▶ **TEXT SEGMENT**

────────────────────────────────────────

# SSOTM - October, 2014 - The Winners!



## M.J (Nov 1, 2010)

Wow, close one this month!!

Here's your SSOTM and runners-up for October:

1st Place: Peppermack - USO​​





​2nd Place (tie): Rayshot - Radiant Maxim​​





​2nd Place (tie): Rayshot - Creosote Laminate​​





​3rd Place: Metropolicity - Iron Man Nibbler​​





​​
How 'bout one guy tying himself for 2nd! :lol:

Great work, guys! :thumbsup:

​​


----------



## Quercusuber (Nov 10, 2011)

LOL!!! Very funny, that awkward tie of Rayshot's beauties!! 

EXCELLENT pieces of slingshot-art, all of them!!

Congratulations!!

Q


----------



## reset (Apr 13, 2013)

Way to guys. Your all winners.


----------



## Greavous (Sep 29, 2013)

Nice bunch of shooters again! Congrats to the winners!


----------



## flippinfool (Aug 22, 2014)

Congrats to all!


----------



## devils son in law (Sep 2, 2014)

Congrats! Too bad only one gets top honors!

────────────────────────────────────────

▶ **SUPPLIED DATA**
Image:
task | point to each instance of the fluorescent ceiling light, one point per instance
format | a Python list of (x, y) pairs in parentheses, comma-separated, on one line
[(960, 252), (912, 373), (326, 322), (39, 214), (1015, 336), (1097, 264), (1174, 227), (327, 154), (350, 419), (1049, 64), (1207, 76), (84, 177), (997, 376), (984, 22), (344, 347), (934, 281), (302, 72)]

────────────────────────────────────────

▶ **EXERCISE BRIEF**
From the slingshot contest thread, write out the passage that begins at the words "## Quercusuber (Nov" and stops after "Congratulations!!". The listing has no role in this work.

▶ **THE OUTPUT**
## Quercusuber (Nov 10, 2011)

LOL!!! Very funny, that awkward tie of Rayshot's beauties!! 

EXCELLENT pieces of slingshot-art, all of them!!

Congratulations!!